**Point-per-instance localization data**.
_ _ _

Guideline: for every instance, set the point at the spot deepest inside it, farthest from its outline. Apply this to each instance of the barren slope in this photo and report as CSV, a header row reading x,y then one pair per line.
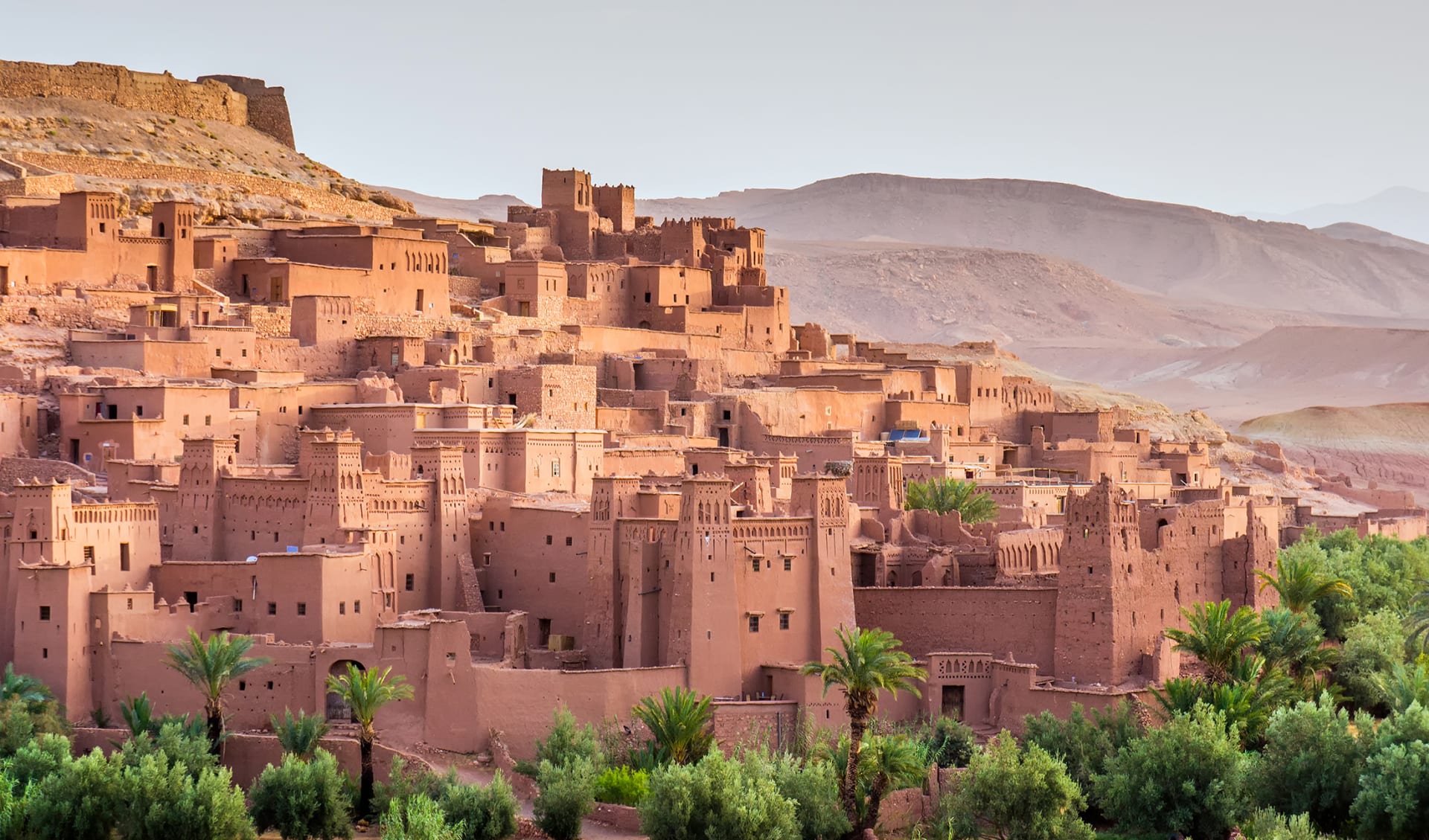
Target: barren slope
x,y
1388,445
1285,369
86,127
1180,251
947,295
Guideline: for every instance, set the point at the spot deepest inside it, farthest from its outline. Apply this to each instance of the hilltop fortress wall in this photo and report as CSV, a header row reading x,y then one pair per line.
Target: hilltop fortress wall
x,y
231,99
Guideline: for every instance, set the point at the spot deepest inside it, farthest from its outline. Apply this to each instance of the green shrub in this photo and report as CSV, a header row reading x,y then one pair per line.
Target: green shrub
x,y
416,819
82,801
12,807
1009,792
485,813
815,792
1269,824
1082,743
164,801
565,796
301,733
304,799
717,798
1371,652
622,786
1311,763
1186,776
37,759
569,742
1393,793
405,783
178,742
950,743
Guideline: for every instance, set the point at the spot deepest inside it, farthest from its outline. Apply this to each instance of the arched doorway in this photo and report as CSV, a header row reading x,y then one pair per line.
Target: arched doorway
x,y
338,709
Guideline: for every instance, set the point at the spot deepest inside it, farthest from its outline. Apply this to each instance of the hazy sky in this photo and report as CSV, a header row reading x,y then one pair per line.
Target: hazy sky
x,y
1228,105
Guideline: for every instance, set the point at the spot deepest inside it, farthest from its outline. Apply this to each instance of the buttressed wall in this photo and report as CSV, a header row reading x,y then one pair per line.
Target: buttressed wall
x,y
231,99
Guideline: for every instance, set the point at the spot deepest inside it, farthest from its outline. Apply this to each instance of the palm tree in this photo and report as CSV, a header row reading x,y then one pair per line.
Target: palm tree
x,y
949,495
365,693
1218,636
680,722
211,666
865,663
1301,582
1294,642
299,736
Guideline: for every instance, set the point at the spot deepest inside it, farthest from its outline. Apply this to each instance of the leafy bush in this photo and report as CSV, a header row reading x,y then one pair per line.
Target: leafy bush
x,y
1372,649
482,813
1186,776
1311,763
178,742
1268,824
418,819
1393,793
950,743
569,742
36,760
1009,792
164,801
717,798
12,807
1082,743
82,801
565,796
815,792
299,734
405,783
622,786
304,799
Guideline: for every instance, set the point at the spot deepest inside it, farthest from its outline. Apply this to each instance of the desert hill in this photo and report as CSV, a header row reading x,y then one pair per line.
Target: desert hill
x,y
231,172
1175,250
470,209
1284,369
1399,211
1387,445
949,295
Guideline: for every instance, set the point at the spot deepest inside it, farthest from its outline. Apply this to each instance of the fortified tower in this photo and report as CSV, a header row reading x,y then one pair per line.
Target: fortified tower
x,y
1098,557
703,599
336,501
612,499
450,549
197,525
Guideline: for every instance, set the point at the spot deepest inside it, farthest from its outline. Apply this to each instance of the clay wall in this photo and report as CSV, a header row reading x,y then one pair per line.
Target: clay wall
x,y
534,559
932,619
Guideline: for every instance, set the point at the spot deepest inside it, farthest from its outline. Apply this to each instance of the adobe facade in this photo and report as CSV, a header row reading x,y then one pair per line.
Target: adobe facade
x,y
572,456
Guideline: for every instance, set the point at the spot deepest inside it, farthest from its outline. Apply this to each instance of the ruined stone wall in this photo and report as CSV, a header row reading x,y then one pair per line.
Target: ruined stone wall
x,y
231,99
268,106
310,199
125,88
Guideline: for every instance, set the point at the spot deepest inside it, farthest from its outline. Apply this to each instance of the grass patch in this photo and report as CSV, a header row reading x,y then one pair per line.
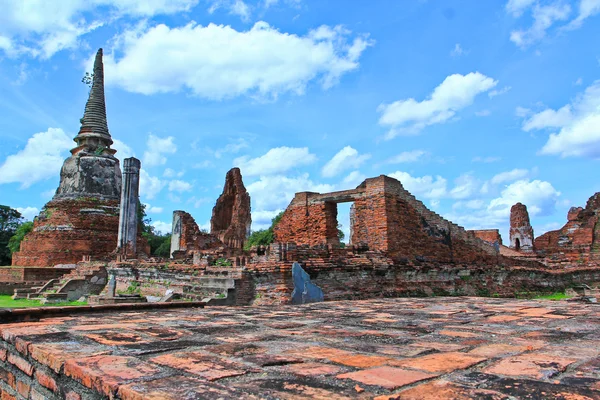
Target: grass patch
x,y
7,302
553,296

_ _ _

**Exercise aim**. Output all lines above precisely. Pictures are to be left out.

**Answer space**.
Guideline: for every instance, set the point at the spot deepest inside it, farthest from its outline. Apply this to each instance of the barren slope in this photo and report as CSV, a header row reading x,y then one pair per line.
Target: barren slope
x,y
1388,445
1285,369
86,127
1180,251
947,295
Guideline: for every instance, set the point at the spot deepest inside it, farthest from its outline. Apply this to each instance of the hilltop fortress wall in this photo and report as CSV, a header row reading x,y then one pair per line.
Target: hilltop fortress wall
x,y
231,99
Guideline: for every instance, set the point at the spot deepest inside it, farthest from its outline. Apply this to each instance of the green shrub in this photo and report as CSV, a header row reading x,y then one pair per line.
Target: green shrub
x,y
416,819
82,801
12,807
1009,792
485,813
815,792
1269,824
1082,743
164,801
565,796
301,733
304,799
717,798
1371,652
622,786
1311,763
1186,776
37,759
569,742
1393,793
405,783
178,742
950,743
Guideline: for every instance, set the point at the spot deepest inside it, farthest from its outline. Apply this to each instance of the arched doorway in this photo and report as CSV, a header row reading x,y then one pair per line.
Target: arched doorway
x,y
338,709
Guideline: for every instance, set the point at the spot deepest inside it, farthest from its outline. Apply this to each instance of the hazy sky in this photo and report as CSV, a header row reading x,y then one pair per line.
Target: hazy sky
x,y
1228,105
Guideline: for every instance, set the point at the spot deepest inside it, farthest from its outline. Apply this to each instance of the buttressed wall in this photo and report as CSV, a header row reading x,y then one pair per line.
Target: buttressed wall
x,y
231,99
Guideline: for every instance, set the point at the spot deepest inside it, farthest from its outline. Apply this to each instance of the palm tree in this photo and report as CSV, a header row reading x,y then one pair per line.
Target: palm tree
x,y
949,495
365,693
1218,636
680,722
211,666
865,663
1301,582
1294,642
299,736
Guideline: for every instance, set the point at the spot deepest inside it, farthest from its outline. Apply this to each instance of the leafy bush in this photo and report as CSV, a header row reading x,y then one pair per line.
Target: leafy bush
x,y
1372,649
482,813
1186,776
1311,763
178,742
1268,824
418,819
1393,793
950,743
569,742
36,760
1009,792
164,801
717,798
12,807
1082,743
82,801
565,796
815,792
299,734
405,783
622,786
304,799
Guideline: for every instance, set the point at the spot deepest inside it, farthest from its outline. Apply this to each instance of the desert hill in this photo and report as CSV, a header row reading x,y then one pair per line.
Target: desert hill
x,y
231,172
1175,250
470,209
1284,369
1399,211
1387,445
949,295
Guideline: for every instance, set the point at the spot deepest inside it, farthest from its outline. Apply this to each instance of the fortified tower in this photo and report as CSV, a header row reading x,y then one pair per line.
Target: fortified tower
x,y
1098,557
703,599
336,501
612,499
450,549
197,525
Guideline: for every instance, set the point at the spot deepest inside it, farthest from its outline. Apply this to each instance of the clay wall in this photo and report as CSV, a header row reading x,y then one pair per line.
Target: clay wall
x,y
534,559
932,619
Guideline: for every instance, set the point at the spot deepest inside it, farthest from its outline. Apply this to each instance of the adobe facade in this photo and report as CSV, a header row reading x,y then one pair per line.
Target: adobe facade
x,y
572,456
Guideline: for every instance, set the point at the spot deepest inside it, farthest from its outline. Apply this to each instance of the ruined stone wall in this photo and report as CSV, a header row reading x,y then one pair per line.
Target: ruined stone wall
x,y
231,99
268,106
310,199
125,88
Guideline: for every instance, set the point at the spot deepest inside it, farthest from its outline. Apply this to each instance of the grass patch in this photo and report as CSV, a header row reading x,y then one pair per line.
Target: grass patch
x,y
7,302
553,296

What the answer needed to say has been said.